- **Record extracts**
==============================
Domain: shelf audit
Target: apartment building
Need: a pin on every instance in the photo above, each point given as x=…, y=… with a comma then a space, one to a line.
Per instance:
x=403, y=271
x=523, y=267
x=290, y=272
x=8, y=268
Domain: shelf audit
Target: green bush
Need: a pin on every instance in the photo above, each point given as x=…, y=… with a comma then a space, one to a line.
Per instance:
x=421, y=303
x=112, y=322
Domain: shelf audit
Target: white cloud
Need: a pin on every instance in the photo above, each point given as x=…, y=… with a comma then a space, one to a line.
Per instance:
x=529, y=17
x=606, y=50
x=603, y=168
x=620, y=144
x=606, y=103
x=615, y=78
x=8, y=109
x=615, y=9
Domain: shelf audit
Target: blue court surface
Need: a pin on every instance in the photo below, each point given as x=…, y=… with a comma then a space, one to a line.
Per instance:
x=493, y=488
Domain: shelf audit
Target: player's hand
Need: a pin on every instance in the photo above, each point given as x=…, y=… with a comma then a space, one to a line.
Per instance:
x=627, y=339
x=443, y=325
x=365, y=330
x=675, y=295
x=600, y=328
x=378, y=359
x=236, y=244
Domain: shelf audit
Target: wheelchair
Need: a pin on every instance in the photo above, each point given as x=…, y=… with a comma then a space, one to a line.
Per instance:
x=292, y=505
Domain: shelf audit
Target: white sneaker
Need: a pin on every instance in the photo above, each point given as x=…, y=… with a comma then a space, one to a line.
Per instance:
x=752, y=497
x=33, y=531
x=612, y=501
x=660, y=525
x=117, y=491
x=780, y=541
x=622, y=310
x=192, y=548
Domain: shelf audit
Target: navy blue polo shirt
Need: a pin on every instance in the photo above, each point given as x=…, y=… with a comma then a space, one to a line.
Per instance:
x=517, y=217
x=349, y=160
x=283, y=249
==============================
Repeat the preceding lines exactly, please, every one of them.

Domain: shelf audit
Target: apartment building
Need: a pin on every instance in the photo above, each point given as x=…, y=… with a comma then a space, one to a line.
Per instance:
x=403, y=271
x=523, y=267
x=290, y=272
x=8, y=268
Domain: shelf audit
Target: green bush
Need: a pin on every instance in the photo above, each point given as x=…, y=… with a comma then a space, one to a line.
Per instance:
x=421, y=303
x=112, y=322
Domain: shelf audit
Target: white cloud
Need: a pin on every instance in the photo above, each point given as x=…, y=… with a comma then a space, one to a line.
Per instance:
x=529, y=17
x=606, y=50
x=603, y=168
x=620, y=144
x=606, y=103
x=615, y=78
x=8, y=109
x=615, y=9
Domain: shelf audit
Target: blue court surface
Need: a pin on every instance in the photo below, each point given as x=…, y=… with a comma then a space, one to a line.
Per instance:
x=493, y=488
Domain: shelf audit
Target: player's hand
Need: a pin on every instance in the photo above, each point given as x=…, y=… with a comma then a space, one to a line.
Per instance:
x=627, y=339
x=443, y=325
x=365, y=330
x=675, y=295
x=600, y=328
x=378, y=359
x=236, y=244
Domain: shelf audit
Target: wheelchair
Need: a pin on every instance in the photo above, each point given as x=…, y=… with a comma then a space, one to a line.
Per instance:
x=292, y=505
Domain: shelf audit
Target: white sneaker
Need: a pin on every instance in the photo above, each point given as x=…, y=… with a comma then a space, one to a line.
Per instance:
x=752, y=497
x=33, y=531
x=612, y=501
x=660, y=525
x=117, y=491
x=780, y=541
x=622, y=310
x=192, y=548
Domain: shelf audit
Target: navy blue polo shirt
Need: a pin on every instance in the photo above, each point given as x=…, y=… with a comma then a space, one to a line.
Per instance:
x=517, y=217
x=349, y=160
x=283, y=249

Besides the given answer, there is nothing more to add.